[Document segment]

--- Begin ---

Easier container security with entitlements

May 24, 2018

This article was contributed by Antoine Beaupré

During KubeCon + CloudNativeCon Europe 2018, Justin Cormack and Nassim Eddequiouaq presented a proposal to simplify the setting of security parameters for containerized applications. Containers depend on a large set of intricate security primitives that can have weird interactions. Because they are so hard to use, people often just turn the whole thing off. The goal of the proposal is to make those controls easier to understand and use; it is partly inspired by mobile apps on iOS and Android platforms, an idea that trickled back into Microsoft and Apple desktops. The time seems ripe to improve the field of container security, which is in desperate need of simpler controls.

The problem with container security

Cormack first stated that container security is too complicated. His slides stated bluntly that "unusable security is not security" and he pleaded for simpler container security mechanisms with clear guarantees for users.

"Container security" is a catchphrase that actually includes all sorts of measures, some of which we have previously covered. Cormack presented an overview of those mechanisms, including capabilities, seccomp, AppArmor, SELinux, namespaces, control groups — the list goes on. He showed how docker run --help has a "ridiculously large number of options"; there are around one hundred on my machine, with about fifteen just for security mechanisms. He said that "most developers don't know how to actually apply those mechanisms to make sure their containers are secure". In the best-case scenario, some people may know what the options are, but in most cases people don't actually understand each mechanism in detail.

He gave the example of capabilities; there are about forty possible values that can be provided for the --cap-drop option, each with its own meaning. He described some capabilities as "understandable", but said that others end up in overly broad boxes. The kernel's data structure limits the system to a maximum of 64 capabilities, so a bunch of functionality was lumped together into CAP_SYS_ADMIN, he said.

--- End ---

[Data block]
--- Begin ---

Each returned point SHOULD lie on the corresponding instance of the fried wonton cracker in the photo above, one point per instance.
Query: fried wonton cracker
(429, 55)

--- End ---

[Task directions] Extend the article on container security entitlements beyond its final sentence, keeping its formal reporting style.

[Exercise result]
Cormack also talked about namespaces and seccomp. While there are fewer namespaces than capabilities, he said that "it's very unclear for a general user what their security properties are". For example, "some combinations of capabilities and namespaces will let you escape from a container, and other ones don't". He also described seccomp as a "long JSON file" as that's the way Kubernetes configures it. Even though he said those files could "usefully be even more complicated" and said that the files are "very difficult to write".

Cormack stopped his enumeration there, but the same applies to the other mechanisms. He said that while developers could sit down and write those policies for their application by hand, it's a real mess and makes their heads explode. So instead developers run their containers in --privileged mode. It works, but it disables all the nice security mechanisms that the container abstraction provides. This is why "containers do not contain", as Dan Walsh famously quipped.

Introducing entitlements

There must be a better way. Eddequiouaq proposed this simple idea: "provide something humans can actually understand without diving into code or possibly even without reading documentation". The solution proposed by the Docker security team is "entitlements": the ability for users to choose simple permissions on the command line. Eddequiouaq said that application users and developers alike don't need to understand the low-level security mechanisms or how they interact within the kernel; "people don't care about that, they want to make sure their app is secure."

Entitlements divide resources into meaningful domains like "network", "security", or "host resources" (like devices). Behind the scenes, Docker translates those into whatever security mechanisms are available. This implies that the actual mechanism deployed will vary between runtimes, depending on the implementation. For example, a "confined" network access might mean a seccomp filter blocking all networking-related system calls except socket(AF_UNIX|AF_LOCAL) along with dropping network-related capabilities. AppArmor will deny network on some platforms while SELinux would do similar enforcement on others.

Eddequiouaq said the complexity of implementing those mechanisms is the responsibility of platform developers. Image developers can ship entitlement lists along with container images created with a regular docker build, and sign the whole bundle with docker trust. Because entitlements do not specify explicit low-level mechanisms, the resulting image is portable to different runtimes without change. Such portability helps Kubernetes on non-Linux platforms do its job.

Entitlements shift the responsibility for configuring sandboxing environments to image developers, but also empowers them to deliver security mechanisms directly to end users. Developers are the ones with the best knowledge about what their applications should or should not be doing. Image end-users, in turn, benefit from verifiable security properties delivered by the bundles and the expertise of image developers when they docker pull and run those images.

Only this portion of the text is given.